**課題 A:**
下の一覧のうち、「tree in the photo above.」を含む行から一覧の最後の行までを、指示文も含めてすべて書き写しなさい。その際、解答に示された座標の各数値を-135だけ増減させなさい。

**文書の一節:**
---
浜田桂子 作
福音館書店
けんちゃんは にらめっこでお兄ちゃんにまけるので 夜寝る前に
鏡に向かって「あしたはぜったいにわらわないように」
とおまじないをした。
そして、次の日、けんちゃんはお兄ちゃんが
どんな変な顔をしてもまったく笑わなかった。
学校に行く途中、みんなに「おなかでも痛いの?」と聞かれた。
ななみちゃんから花をもらったけんちゃんはうれしかったが、
ななみちゃんから「よろこぶと思ったのに」と言われた。
こんな調子で、けんちゃんはうれしいことや楽しいことに、
十分その感情を感じているのに、周囲からは
「楽しくないの?」「元気がないね」「笑っていいんだよ」と言われる。
---
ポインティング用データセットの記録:
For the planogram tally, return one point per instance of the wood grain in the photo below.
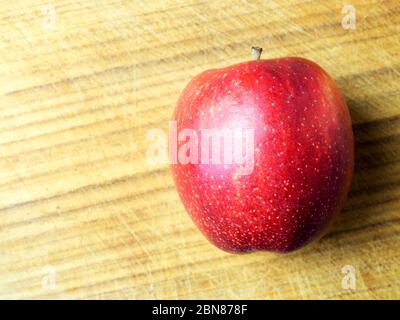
(79, 201)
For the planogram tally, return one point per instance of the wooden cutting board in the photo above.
(84, 215)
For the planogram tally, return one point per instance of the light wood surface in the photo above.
(84, 215)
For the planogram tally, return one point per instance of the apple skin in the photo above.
(303, 160)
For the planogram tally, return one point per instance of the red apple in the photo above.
(303, 154)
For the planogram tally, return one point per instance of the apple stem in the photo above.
(256, 52)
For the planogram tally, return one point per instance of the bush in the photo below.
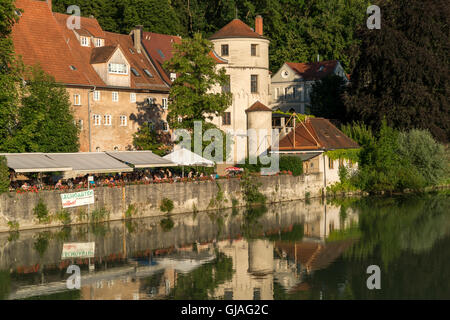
(427, 155)
(99, 215)
(166, 205)
(167, 224)
(250, 190)
(41, 212)
(64, 217)
(131, 211)
(13, 226)
(293, 164)
(4, 175)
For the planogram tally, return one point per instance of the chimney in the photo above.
(259, 25)
(137, 38)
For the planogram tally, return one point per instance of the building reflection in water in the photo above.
(256, 263)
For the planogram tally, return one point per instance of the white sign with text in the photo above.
(70, 200)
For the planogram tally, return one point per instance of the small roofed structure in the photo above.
(141, 159)
(33, 163)
(90, 162)
(185, 157)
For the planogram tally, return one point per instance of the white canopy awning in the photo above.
(184, 157)
(33, 162)
(90, 162)
(141, 159)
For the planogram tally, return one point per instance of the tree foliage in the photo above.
(9, 79)
(326, 98)
(402, 70)
(148, 139)
(425, 154)
(299, 30)
(4, 175)
(191, 93)
(46, 122)
(293, 164)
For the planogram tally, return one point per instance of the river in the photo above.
(289, 251)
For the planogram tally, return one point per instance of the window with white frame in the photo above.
(77, 100)
(97, 120)
(98, 42)
(107, 118)
(123, 121)
(96, 95)
(118, 68)
(85, 42)
(165, 126)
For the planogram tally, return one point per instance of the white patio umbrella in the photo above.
(184, 157)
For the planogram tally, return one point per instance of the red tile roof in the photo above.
(258, 106)
(217, 58)
(236, 29)
(138, 61)
(160, 49)
(38, 39)
(42, 37)
(316, 134)
(102, 54)
(313, 70)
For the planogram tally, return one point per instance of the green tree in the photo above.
(191, 96)
(326, 98)
(147, 139)
(9, 80)
(46, 122)
(387, 169)
(425, 154)
(4, 175)
(402, 70)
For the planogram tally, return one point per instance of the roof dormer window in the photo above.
(85, 42)
(117, 68)
(148, 73)
(135, 72)
(99, 42)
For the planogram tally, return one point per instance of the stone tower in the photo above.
(247, 54)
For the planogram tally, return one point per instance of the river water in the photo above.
(295, 250)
---
**課題 B:**
けんちゃんのおまじないを描いた文章を、上の一節が終わったところから引き継いで書き進めなさい。

**解答例 A:**
For the planogram tally, return one point per instance of the green tree in the photo above.
(56, -39)
(191, -37)
(12, 4)
(-126, -55)
(-89, -13)
(252, 34)
(290, 19)
(-131, 40)
(267, -65)
For the planogram tally, return one point per instance of the roof dormer window in the photo above.
(-50, -93)
(-18, -67)
(13, -62)
(0, -63)
(-36, -93)
For the planogram tally, return one point per instance of the stone tower in the photo above.
(112, -81)
For the planogram tally, return one point per instance of the river water in the photo above.
(160, 115)

**解答例 B:**
家に帰ったけんちゃんは鏡に映る自分の顔を見てみたら
悲しそうで、つまらなそうで、怒っているような自分の顔があった。
けんちゃんは自分の顔を見て、こんな表情だからみんなに
自分の気持ちがまったく伝わらなかったのだとわかった。
そこで、けんちゃんは鏡に向かって
「あしたはぜったいにわらえますように」 とおまじないをした。
次の朝、お兄ちゃんとにらめっこをしたけんちゃんは大笑いした。
その様子を見て、ママもパパもお兄ちゃんもみんなが大笑いした。
みんなで笑って、けんちゃんもうれしくなった。
笑うって とても素敵なことです。
今 その笑いにあらためて チャレンジします。
その世界に 真剣に挑む若者たちと同じ気持ちです。
全力で 笑かしたいです。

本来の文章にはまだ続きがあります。